■ **OBJECTIVE**
Your output is the line containing "Report the location of every instance of the window" plus all lines after it to the end of the records, reproduced exactly, with nothing else.

■ **EXERCISE INPUTS**
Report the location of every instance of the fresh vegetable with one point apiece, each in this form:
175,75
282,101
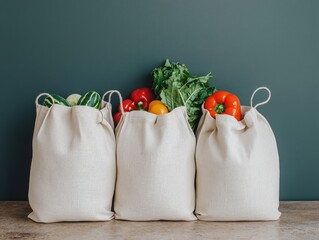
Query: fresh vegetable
128,105
175,86
57,100
140,100
73,99
157,107
142,97
222,102
91,99
117,117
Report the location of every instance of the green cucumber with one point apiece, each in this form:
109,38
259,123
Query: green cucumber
91,99
57,100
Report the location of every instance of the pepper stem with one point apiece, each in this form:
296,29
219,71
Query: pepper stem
220,108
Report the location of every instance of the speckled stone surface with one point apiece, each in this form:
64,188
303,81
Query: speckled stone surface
299,220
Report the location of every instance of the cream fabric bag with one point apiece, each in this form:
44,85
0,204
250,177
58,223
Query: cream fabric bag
73,168
155,167
237,167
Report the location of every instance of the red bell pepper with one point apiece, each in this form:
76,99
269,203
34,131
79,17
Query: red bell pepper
140,99
222,102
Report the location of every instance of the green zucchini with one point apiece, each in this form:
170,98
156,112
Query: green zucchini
57,100
91,99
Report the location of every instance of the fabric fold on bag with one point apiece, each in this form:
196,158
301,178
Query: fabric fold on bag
73,167
155,167
237,167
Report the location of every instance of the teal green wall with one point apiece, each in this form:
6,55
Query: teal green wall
67,46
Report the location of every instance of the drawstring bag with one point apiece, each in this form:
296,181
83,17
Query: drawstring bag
155,167
73,168
237,167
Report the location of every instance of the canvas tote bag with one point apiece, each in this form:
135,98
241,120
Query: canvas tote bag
237,167
73,168
155,167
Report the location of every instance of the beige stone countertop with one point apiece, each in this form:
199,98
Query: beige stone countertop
299,220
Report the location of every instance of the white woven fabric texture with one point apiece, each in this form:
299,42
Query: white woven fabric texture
237,168
155,167
73,168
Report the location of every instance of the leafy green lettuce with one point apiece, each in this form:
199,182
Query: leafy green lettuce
175,86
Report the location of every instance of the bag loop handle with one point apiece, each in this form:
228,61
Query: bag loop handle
261,103
43,94
110,93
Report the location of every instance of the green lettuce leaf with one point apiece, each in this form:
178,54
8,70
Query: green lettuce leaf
175,86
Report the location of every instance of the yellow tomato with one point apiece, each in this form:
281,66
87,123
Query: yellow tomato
153,103
157,107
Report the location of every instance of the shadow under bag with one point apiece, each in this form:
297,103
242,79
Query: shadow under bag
237,167
73,168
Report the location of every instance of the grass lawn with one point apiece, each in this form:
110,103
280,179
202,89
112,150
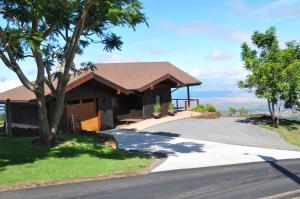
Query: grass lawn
21,162
288,130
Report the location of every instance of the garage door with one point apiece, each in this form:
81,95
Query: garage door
86,111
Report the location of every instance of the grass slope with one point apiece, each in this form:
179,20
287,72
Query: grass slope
1,120
79,156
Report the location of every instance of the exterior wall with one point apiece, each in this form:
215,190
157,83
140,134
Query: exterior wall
104,98
128,107
24,113
149,101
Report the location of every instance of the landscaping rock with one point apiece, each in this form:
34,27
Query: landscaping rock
107,140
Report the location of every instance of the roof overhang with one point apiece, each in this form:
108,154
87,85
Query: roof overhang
97,78
161,79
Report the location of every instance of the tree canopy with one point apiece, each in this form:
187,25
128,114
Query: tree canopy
274,73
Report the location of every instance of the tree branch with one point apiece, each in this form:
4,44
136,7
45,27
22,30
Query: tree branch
16,68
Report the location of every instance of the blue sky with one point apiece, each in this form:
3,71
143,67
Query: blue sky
201,37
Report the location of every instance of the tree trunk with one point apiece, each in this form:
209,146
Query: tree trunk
46,137
271,110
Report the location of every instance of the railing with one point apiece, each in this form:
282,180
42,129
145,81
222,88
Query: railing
185,104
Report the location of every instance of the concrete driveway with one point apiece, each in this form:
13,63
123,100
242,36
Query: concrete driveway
184,153
237,131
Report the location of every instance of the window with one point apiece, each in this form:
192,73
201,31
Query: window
88,100
72,102
157,99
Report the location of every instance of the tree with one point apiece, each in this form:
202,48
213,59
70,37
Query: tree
273,72
53,32
232,111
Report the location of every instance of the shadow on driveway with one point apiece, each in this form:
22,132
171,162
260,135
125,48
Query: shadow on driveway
156,143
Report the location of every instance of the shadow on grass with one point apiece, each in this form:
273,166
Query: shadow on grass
17,151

■ **WRITTEN REPLY**
Report the location of every instance of the window with one point apiece, each in this form:
192,73
201,31
Query: window
88,100
72,102
157,99
Report the location of every instance of the tree with one point apiece, each in this form:
202,48
213,59
70,37
Query: tree
273,72
53,32
232,111
Report the location of every instance of the shadow on driveway with one point apiece, each in this form:
22,132
171,162
260,135
125,48
Query: shadow on driveway
156,143
Report the location of every instance of the shadow on grass with one point apiece, each in this form:
273,166
Query: shadow on grass
17,151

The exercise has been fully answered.